__WORK TO BE COMPLETED__: Convert each of the following items into a JSON list of strings, with one string per line and blank lines omitted.

__AVAILABLE DATA__:
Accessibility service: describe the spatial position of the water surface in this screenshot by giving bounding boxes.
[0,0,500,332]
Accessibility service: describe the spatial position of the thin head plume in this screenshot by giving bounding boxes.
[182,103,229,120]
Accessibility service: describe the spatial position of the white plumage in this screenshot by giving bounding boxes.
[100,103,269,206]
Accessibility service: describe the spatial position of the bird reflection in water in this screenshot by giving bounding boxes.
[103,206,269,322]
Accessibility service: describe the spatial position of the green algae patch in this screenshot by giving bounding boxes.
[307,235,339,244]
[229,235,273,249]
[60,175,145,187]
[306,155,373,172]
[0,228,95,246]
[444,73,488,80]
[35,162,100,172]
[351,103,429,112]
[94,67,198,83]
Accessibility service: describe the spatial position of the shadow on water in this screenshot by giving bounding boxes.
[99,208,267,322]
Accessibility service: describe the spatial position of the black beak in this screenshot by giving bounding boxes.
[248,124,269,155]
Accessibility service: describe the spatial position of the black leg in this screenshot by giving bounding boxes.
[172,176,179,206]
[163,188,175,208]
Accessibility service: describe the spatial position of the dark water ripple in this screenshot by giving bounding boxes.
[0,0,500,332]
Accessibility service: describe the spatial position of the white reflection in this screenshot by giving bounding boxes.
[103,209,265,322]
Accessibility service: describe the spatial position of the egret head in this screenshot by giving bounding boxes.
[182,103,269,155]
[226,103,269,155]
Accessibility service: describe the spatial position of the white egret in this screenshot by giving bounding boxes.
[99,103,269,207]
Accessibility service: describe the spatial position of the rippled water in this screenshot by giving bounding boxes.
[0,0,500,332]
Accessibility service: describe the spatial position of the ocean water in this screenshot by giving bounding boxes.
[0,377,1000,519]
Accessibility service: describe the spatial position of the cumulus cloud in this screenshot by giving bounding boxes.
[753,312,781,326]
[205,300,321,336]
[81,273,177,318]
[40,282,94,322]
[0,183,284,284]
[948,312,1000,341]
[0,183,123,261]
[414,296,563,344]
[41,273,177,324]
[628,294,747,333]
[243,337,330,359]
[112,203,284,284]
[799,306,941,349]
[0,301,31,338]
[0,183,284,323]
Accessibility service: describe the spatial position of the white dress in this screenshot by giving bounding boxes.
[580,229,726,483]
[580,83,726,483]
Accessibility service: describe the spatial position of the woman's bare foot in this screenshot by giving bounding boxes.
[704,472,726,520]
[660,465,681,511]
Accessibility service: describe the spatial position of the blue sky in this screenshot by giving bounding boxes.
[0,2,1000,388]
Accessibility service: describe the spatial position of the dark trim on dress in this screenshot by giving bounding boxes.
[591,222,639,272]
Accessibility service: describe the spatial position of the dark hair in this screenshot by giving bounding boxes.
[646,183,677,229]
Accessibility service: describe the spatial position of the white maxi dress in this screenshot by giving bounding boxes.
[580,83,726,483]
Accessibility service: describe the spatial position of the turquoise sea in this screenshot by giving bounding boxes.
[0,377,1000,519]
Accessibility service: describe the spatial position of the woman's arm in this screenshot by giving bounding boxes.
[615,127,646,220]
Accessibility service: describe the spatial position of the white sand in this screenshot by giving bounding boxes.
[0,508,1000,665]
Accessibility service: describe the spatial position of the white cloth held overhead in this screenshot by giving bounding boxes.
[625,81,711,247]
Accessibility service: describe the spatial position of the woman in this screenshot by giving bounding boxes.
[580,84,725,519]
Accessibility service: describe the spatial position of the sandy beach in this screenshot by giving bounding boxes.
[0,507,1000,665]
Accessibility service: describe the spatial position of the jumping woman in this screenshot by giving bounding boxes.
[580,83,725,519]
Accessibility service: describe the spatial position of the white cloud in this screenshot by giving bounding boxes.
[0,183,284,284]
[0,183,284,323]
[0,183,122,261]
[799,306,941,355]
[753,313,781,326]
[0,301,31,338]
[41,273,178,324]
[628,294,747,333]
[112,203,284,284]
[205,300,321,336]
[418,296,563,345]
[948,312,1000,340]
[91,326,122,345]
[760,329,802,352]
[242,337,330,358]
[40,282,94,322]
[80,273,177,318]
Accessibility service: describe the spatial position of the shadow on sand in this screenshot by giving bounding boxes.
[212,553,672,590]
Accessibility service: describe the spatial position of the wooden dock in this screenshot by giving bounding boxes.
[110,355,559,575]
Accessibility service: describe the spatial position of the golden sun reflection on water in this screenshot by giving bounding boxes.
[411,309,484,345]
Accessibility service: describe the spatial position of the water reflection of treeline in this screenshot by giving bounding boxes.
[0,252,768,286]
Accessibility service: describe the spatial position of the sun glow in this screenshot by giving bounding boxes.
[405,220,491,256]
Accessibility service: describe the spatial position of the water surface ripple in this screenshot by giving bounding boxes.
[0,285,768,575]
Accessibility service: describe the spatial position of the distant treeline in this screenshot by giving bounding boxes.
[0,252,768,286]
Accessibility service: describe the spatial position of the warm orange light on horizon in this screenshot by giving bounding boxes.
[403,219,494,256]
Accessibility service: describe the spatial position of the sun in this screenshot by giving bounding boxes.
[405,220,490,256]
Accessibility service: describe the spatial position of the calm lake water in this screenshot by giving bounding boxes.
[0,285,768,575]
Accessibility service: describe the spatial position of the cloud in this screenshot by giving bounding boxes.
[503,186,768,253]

__EXERCISE ANSWER__:
[
  "Accessibility service: describe the spatial position of the water surface in this screenshot by giving bounding boxes.",
  "[0,0,500,332]",
  "Accessibility service: describe the spatial position of the thin head plume in this screenshot by giving bounding boxes.",
  "[182,103,229,120]",
  "Accessibility service: describe the spatial position of the white plumage in this screenshot by giving bounding boxes.",
  "[100,103,269,206]",
  "Accessibility service: describe the spatial position of the bird reflection in water in this screenshot by giving bounding boxes.",
  "[103,206,269,322]",
  "Accessibility service: describe the spatial position of the green algae patch in this screenshot by giving bounding boxes.",
  "[307,235,339,244]",
  "[229,235,273,249]",
  "[60,175,145,187]",
  "[306,155,373,172]",
  "[0,228,95,246]",
  "[444,73,488,80]",
  "[35,162,100,172]",
  "[351,103,429,112]",
  "[94,67,198,83]",
  "Accessibility service: describe the spatial position of the shadow on water in this screenshot by giving bounding boxes.",
  "[99,208,267,322]",
  "Accessibility service: describe the spatial position of the black beak in this screenshot by giving bounding boxes.",
  "[248,124,269,155]",
  "Accessibility service: describe the spatial position of the black leg in this screenshot by giving bounding boxes.",
  "[172,176,179,206]",
  "[163,188,175,208]",
  "Accessibility service: describe the spatial position of the dark water ripple in this screenshot by giving bounding boxes.",
  "[0,0,500,332]",
  "Accessibility service: describe the spatial position of the white reflection in this screenshot by giving bounding boxes.",
  "[103,209,265,322]",
  "Accessibility service: describe the spatial position of the egret head in this screenshot by giving bounding boxes.",
  "[182,103,269,155]",
  "[226,103,269,155]",
  "Accessibility service: describe the spatial position of the white egret in this screenshot by giving bounding boxes.",
  "[99,103,269,207]",
  "Accessibility service: describe the spatial position of the rippled water in this screenshot by giving bounding boxes.",
  "[0,0,500,332]",
  "Accessibility service: describe the spatial position of the ocean water in this screenshot by giving bounding boxes.",
  "[0,377,1000,519]",
  "Accessibility service: describe the spatial position of the cumulus cloud in this screenshot by giving bounding boxes.",
  "[753,312,781,326]",
  "[205,300,321,336]",
  "[81,273,177,318]",
  "[40,282,94,322]",
  "[0,183,284,284]",
  "[948,312,1000,341]",
  "[0,183,123,261]",
  "[414,296,563,344]",
  "[41,273,177,324]",
  "[628,294,747,333]",
  "[243,337,330,359]",
  "[112,203,284,284]",
  "[799,306,941,349]",
  "[0,301,31,338]",
  "[0,183,284,323]",
  "Accessibility service: describe the spatial position of the white dress in this screenshot by giving bounding boxes.",
  "[580,229,726,483]",
  "[580,83,726,483]",
  "Accessibility service: describe the spatial position of the woman's bare foot in this screenshot by giving bounding boxes.",
  "[704,472,726,520]",
  "[660,465,681,511]",
  "Accessibility service: describe the spatial position of the blue sky in this screenshot by giving bounding boxes.",
  "[0,2,1000,388]",
  "Accessibility service: describe the spatial position of the dark trim on dress in this screenshot by giving bounding boxes.",
  "[591,222,639,272]",
  "Accessibility service: describe the spatial position of the dark hair in this screenshot by giving bounding boxes.",
  "[646,183,677,229]",
  "Accessibility service: describe the spatial position of the white maxi dress in this screenshot by giving bounding boxes.",
  "[580,83,726,483]",
  "Accessibility service: describe the spatial position of the turquoise sea in this screenshot by giving bounding boxes.",
  "[0,377,1000,519]",
  "Accessibility service: describe the spatial position of the woman's arm in this screenshot by giving bounding boxes.",
  "[615,127,646,220]",
  "Accessibility service: describe the spatial position of the white sand in this screenshot by giving bounding boxes.",
  "[0,508,1000,665]",
  "Accessibility service: describe the spatial position of the white cloth held overhead in this screenshot by giving bounding boxes.",
  "[625,81,711,247]",
  "Accessibility service: describe the spatial position of the woman in this screenshot by giving bounding boxes.",
  "[580,84,725,519]",
  "Accessibility service: describe the spatial position of the sandy beach in this screenshot by giving bounding boxes.",
  "[0,507,1000,665]",
  "Accessibility service: describe the spatial position of the jumping woman in this screenshot by giving bounding boxes.",
  "[580,83,725,519]",
  "Accessibility service: describe the spatial position of the white cloud in this screenshot by giving bounding boxes.",
  "[0,183,284,284]",
  "[0,183,284,323]",
  "[0,183,122,261]",
  "[799,306,941,355]",
  "[753,313,781,326]",
  "[0,301,31,338]",
  "[41,273,178,324]",
  "[628,294,747,333]",
  "[112,203,284,284]",
  "[205,300,321,336]",
  "[418,296,563,345]",
  "[948,312,1000,340]",
  "[91,326,122,345]",
  "[760,329,802,352]",
  "[242,337,330,358]",
  "[40,282,94,322]",
  "[80,273,177,318]",
  "Accessibility service: describe the spatial position of the shadow on sand in this screenshot by giving bounding boxes.",
  "[212,553,672,590]",
  "Accessibility service: describe the spatial position of the wooden dock in this screenshot by giving bounding boxes.",
  "[110,355,559,575]",
  "Accessibility service: describe the spatial position of the golden sun reflection on water in this screenshot by giving bounding boxes.",
  "[411,309,484,345]",
  "Accessibility service: describe the spatial position of the water reflection of treeline in this screenshot by giving bounding boxes.",
  "[0,252,768,286]",
  "Accessibility service: describe the spatial position of the sun glow in this screenshot by giving bounding boxes.",
  "[405,220,491,256]",
  "Accessibility service: describe the spatial position of the water surface ripple in this screenshot by giving bounding boxes.",
  "[0,285,768,575]",
  "Accessibility service: describe the spatial position of the distant treeline in this screenshot by giving bounding boxes.",
  "[0,252,768,286]",
  "Accessibility service: describe the spatial position of the warm orange light on horizon in this screenshot by giving bounding boxes.",
  "[403,219,494,256]",
  "Accessibility service: describe the spatial position of the sun in this screenshot by giving bounding boxes.",
  "[405,220,490,256]",
  "Accessibility service: describe the spatial position of the calm lake water in this screenshot by giving bounding boxes.",
  "[0,285,768,575]",
  "Accessibility service: describe the spatial position of the cloud in this screenshot by giving bounding boxes.",
  "[503,186,768,253]"
]